● **Passage to read**
⁂
Just wondering how long ago the reaction and spay was? She doesn't look that bad to me, she might just need to continue with regular meals and give it some time to catch up to her. Maybe add some green tripe, eggs or some beef/chicken if you add anything. I wouldn't be going for satin balls with how fast they're suppose to put on weight though, fast weight gain is NOT going to be healthy weight gain. You want her to gain back with MUSCLE, not FAT!


----------



## guatemama07 (Nov 28, 2011)

Thanks again to all for the advice. Just trying to understand here as I am new to canine nutrition. With having her put on muscle--not just gain weight--I am assuming that is done not only by the recommended supplements to her food but also continued exercise. We spend a lot of time with her chasing the ball in our fenced yard and soon she will be accompanying me on lengthy walks (her dog-mommy has to get in shape! Lena is in better shape than I am )

As to her eating now, she does eat her kibble--eventually. I put it out in the morning, and she's not always ready to eat right then. She eats most of it later although sometimes leaves some. I am going to try the recommendations to get her to eat all the kibble as well as some of the recommended supplement foods. Thanks again! I have a better idea now of how to help her gain a few pounds in a healthy way.


----------



## doggiedad (Dec 2, 2007)

why does she need to be 75 lbs.? how much do you feed her?
maybe she's at the weight she should be by eating quality
food and having the right amount to eat. she could be eating
slowly because she doesn't like what you're feeding.



guatemama07 said:


> Can anyone give some pointers on helping my dog gain weight? Vet agrees with me she does need to put on a few pounds.
> 
> >>>>>She is 68 lbs now and needs to be about 75 lbs.<<<<<


----------



## Freestep (May 1, 2011)

guatemama07 said:


> As to her eating now, she does eat her kibble--eventually. I put it out in the morning, and she's not always ready to eat right then. She eats most of it later although sometimes leaves some. .
⁂
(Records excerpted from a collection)
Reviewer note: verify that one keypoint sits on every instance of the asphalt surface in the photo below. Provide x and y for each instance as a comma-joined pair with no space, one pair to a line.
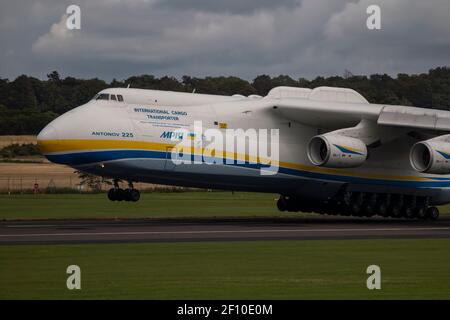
217,229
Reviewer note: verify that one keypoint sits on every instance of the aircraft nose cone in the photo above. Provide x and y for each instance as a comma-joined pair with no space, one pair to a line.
48,133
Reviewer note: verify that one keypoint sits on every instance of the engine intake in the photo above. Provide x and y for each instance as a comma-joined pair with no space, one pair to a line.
430,157
336,151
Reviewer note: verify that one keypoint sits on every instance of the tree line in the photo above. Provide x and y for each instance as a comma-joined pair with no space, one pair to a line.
27,104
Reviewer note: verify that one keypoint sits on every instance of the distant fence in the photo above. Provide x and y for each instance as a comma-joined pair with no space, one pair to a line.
67,184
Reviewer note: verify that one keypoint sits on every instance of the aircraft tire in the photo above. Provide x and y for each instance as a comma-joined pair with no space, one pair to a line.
432,213
112,194
133,195
281,204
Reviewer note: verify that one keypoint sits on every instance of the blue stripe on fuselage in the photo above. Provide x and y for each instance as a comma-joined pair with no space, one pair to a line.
84,158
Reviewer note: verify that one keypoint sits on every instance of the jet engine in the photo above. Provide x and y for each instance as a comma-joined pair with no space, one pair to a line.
336,151
431,156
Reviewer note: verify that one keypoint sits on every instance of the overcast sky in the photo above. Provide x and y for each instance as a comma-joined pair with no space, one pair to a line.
245,38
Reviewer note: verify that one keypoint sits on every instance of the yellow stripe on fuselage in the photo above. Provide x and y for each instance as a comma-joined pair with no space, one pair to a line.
62,146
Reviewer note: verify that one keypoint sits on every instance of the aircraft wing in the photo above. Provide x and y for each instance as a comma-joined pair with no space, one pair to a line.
336,108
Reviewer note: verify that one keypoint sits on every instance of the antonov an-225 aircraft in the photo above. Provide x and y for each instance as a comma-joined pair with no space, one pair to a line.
338,154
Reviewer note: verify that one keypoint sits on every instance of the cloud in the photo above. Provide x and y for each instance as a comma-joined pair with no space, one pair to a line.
244,38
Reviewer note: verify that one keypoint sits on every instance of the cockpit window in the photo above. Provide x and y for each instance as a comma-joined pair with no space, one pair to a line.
102,96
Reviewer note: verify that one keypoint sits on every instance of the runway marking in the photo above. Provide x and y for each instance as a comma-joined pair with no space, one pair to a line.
218,232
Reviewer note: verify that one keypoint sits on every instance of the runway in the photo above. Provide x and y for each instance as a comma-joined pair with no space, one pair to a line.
216,229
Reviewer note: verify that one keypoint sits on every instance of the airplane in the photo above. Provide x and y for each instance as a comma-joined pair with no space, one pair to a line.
338,154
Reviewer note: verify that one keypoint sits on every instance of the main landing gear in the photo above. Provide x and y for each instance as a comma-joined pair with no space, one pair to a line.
361,204
118,194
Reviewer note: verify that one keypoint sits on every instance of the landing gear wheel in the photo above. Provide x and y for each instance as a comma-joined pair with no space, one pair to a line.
121,195
408,212
421,212
281,204
112,194
133,195
433,213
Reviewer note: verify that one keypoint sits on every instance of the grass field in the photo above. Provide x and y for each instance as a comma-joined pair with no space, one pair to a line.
172,204
410,269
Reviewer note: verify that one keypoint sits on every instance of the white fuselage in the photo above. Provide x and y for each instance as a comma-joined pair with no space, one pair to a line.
134,139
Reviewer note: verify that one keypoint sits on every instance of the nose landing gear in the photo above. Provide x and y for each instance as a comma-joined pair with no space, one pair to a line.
118,194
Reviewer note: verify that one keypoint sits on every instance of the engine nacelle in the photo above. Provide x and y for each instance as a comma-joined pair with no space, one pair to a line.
431,156
336,151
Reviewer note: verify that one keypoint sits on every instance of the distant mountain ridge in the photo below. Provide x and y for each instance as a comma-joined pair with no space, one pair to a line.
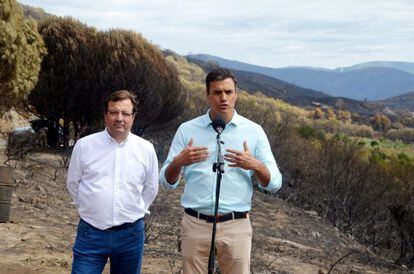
⁂
● **To do**
1: In the forum thread about helping a dog gain weight, why does the first reply advise against satin balls?
2: Can you resume the forum thread about helping a dog gain weight from the point where it stops?

● **Activity answers**
1: Because satin balls are supposed to put weight on fast, and fast weight gain is not going to be healthy weight gain.

2:
Actually, leaving food out is one way to create a picky eater. If she knows the food will be there, there is no urgency to eat. If you make the food really yummy, set it down in front of her and leave it for 20 minutes, then pick it up, she'll learn that she'd better eat her meals pronto or they'll be taken away. She may eat less at first, but eventually, she'll learn to eat what's served to her when it's served.


----------



## guatemama07 (Nov 28, 2011)

Freestep said:


> Actually, leaving food out is one way to create a picky eater. If she knows the food will be there, there is no urgency to eat. If you make the food really yummy, set it down in front of her and leave it for 20 minutes, then pick it up, she'll learn that she'd better eat her meals pronto or they'll be taken away. She may eat less at first, but eventually, she'll learn to eat what's served to her when it's served.


Yes, that makes sense. I think she has just needed time to recover from the spay and adjust to her new home. I added some homemade chicken stock to moisten her kibble tonight and she ate it up within the 20 min.


----------



## dj27 (Dec 12, 2011)

Substitute 1/4 of your current dog food with a puppy food formulated for large breeds. Start slow with about 1/8 for a couple days then up it to 1/4. Once she gets to the desired weight wein her off of the puppy food slowly as well. A 10 pound bag should be enough. Good luck.


----------



## northwoodsGSD (Jan 30, 2006)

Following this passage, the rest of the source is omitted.